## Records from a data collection
* Begin *
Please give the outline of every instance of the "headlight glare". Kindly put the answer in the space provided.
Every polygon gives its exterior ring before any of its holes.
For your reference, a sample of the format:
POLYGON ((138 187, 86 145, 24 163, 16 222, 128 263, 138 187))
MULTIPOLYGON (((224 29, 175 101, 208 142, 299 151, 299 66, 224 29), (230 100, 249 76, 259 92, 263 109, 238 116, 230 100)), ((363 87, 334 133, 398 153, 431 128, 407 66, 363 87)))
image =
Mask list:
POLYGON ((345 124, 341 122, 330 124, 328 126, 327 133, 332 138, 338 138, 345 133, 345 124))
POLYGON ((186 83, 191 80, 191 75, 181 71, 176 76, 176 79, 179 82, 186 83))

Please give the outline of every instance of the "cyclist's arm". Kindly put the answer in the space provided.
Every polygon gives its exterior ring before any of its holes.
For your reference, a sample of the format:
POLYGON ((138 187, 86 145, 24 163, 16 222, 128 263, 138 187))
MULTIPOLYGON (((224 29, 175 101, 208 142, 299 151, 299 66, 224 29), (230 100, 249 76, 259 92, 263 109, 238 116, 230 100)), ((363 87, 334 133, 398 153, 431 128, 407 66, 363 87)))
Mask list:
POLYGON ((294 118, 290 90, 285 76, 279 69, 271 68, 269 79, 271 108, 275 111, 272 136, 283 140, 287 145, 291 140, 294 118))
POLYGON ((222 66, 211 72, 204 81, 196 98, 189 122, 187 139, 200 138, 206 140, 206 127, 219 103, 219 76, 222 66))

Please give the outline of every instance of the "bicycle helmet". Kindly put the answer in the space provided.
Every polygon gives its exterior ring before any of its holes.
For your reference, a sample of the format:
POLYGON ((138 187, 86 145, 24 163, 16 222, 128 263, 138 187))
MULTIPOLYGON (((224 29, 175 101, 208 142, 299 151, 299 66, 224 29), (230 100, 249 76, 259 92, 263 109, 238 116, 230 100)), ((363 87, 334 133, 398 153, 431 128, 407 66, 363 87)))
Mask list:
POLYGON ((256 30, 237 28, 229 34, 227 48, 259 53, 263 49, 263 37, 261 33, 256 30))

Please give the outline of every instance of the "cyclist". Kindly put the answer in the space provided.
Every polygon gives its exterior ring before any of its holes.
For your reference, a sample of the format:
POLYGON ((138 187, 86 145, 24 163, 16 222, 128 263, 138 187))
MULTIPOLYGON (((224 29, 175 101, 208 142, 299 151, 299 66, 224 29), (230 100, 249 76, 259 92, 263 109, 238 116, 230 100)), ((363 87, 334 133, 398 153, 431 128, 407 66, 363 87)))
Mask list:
* End *
* Begin *
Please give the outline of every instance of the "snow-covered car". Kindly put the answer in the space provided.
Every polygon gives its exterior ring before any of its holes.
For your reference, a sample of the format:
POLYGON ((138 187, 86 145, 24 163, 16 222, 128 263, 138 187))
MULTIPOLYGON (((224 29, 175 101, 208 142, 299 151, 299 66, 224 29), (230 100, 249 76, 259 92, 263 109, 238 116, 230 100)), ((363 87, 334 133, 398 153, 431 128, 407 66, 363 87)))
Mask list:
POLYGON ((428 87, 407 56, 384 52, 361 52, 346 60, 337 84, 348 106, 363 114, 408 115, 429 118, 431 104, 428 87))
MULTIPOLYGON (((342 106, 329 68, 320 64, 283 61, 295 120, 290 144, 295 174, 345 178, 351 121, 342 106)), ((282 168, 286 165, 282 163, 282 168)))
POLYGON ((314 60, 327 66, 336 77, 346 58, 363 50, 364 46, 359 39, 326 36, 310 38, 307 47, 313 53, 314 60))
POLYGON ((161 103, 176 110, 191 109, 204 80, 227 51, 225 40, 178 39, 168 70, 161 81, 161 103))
* End *
How many lines in the entries contain the word "Kindly"? Reply with the number alone.

## Result
5